## Directions:
1. Answer these questions from the forum thread, one line each:
(a) What did Isaac VM try to run the program with on a Mac?
(b) In how many moves does mDiPalma call solving 4 F2L pairs a little ambitious?
(c) What movecount did Micki first set for eo2x2x3?
2. Repeat the part of the forum thread that begins at the words "A feature that" and stops after the words "(Jul 24, 2017)".

╭─ Document

Spoiler: ALG_CUBING.NET







I really hope you'll notice that..

Make HARCS as great as possible !


----------



## Arc (Jul 21, 2017)

A feature that seems very hard to implement and not that useful but nonetheless pretty neat is forcing separation of oriented pieces. That is, putting them in their own layer.


----------



## Isaac VM (Jul 24, 2017)

dboeren said:


> Is there a Mac version of this? I'd love to try it out.


I've tried to run it with wine on mac but I haven't been able :/


----------



## Đỗ Viên Rouxer (Aug 8, 2017)

Its not work with this custom.


----------



## bren077s (Aug 8, 2017)

Your search depth is way too small for f2l-1e. as it says, no solution found within search depth. That being said, you will probably run out of memory before increasing your search depth enough. You probably need to break f2l-1e into more substeps.


----------



## mDiPalma (Aug 8, 2017)

Đỗ Viên Rouxer said:


> Its not work with this custom.



yes, i think solving 4 F2L pairs in 10 moves is a little ambitious.

you should break f2l-1E into two steps (left and right, maybe)


----------



## Đỗ Viên Rouxer (Aug 9, 2017)

mDiPalma said:


> yes, i think solving 4 F2L pairs in 10 moves is a little ambitious.
> 
> you should break f2l-1E into two steps (left and right, maybe)


Ok. Thanks you


----------



## Micki (Aug 26, 2017)

why can't i get the analyze to work with my costum file?


----------



## bren077s (Aug 26, 2017)

whenever you get errors like that, it generally means that you do not have a high enough move count(prunedepth+searchdepth) for a step or you do not have the right move group. I think you need to increase you move count for eo2x2x3 and potentially f2l as well.


----------



## Micki (Aug 26, 2017)

bren077s said:


> whenever you get errors like that, it generally means that you do not have a high enough move count(prunedepth+searchdepth) for a step or you do not have the right move group. I think you need to increase you move count for eo2x2x3 and potentially f2l as well.


Ok so first I tried changing the movecounts in f2l to 8 in both and eo2x2x3 to 7 in both, that didn't work, then i tried changing the movegroup to a custom one allowing the same moves and that didn't work either. Then finally i changed the custom group to allow u moves also and for some reason it worked even though u moves aren't necessary for that step. But thanks


----------



## bren077s (Aug 26, 2017)

I have not look through the mthod, but it could be related to which center are solved/ doing eo


----------



## mDiPalma (Sep 28, 2017)

It's been a while since I published an update to this program. I've added a few things that I think are pretty cool. Here is a link. I will git commit tomorrow morning.

╰─
╭─ Available data

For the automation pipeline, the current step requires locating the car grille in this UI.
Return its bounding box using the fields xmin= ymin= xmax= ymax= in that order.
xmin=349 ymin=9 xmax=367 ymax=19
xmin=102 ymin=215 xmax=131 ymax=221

╰─

## Expected responses:
1.
(a) Wine
(b) 10 moves
(c) 7 in both

2.
A feature that seems very hard to implement and not that useful but nonetheless pretty neat is forcing separation of oriented pieces. That is, putting them in their own layer.


----------



## Isaac VM (Jul 24, 2017)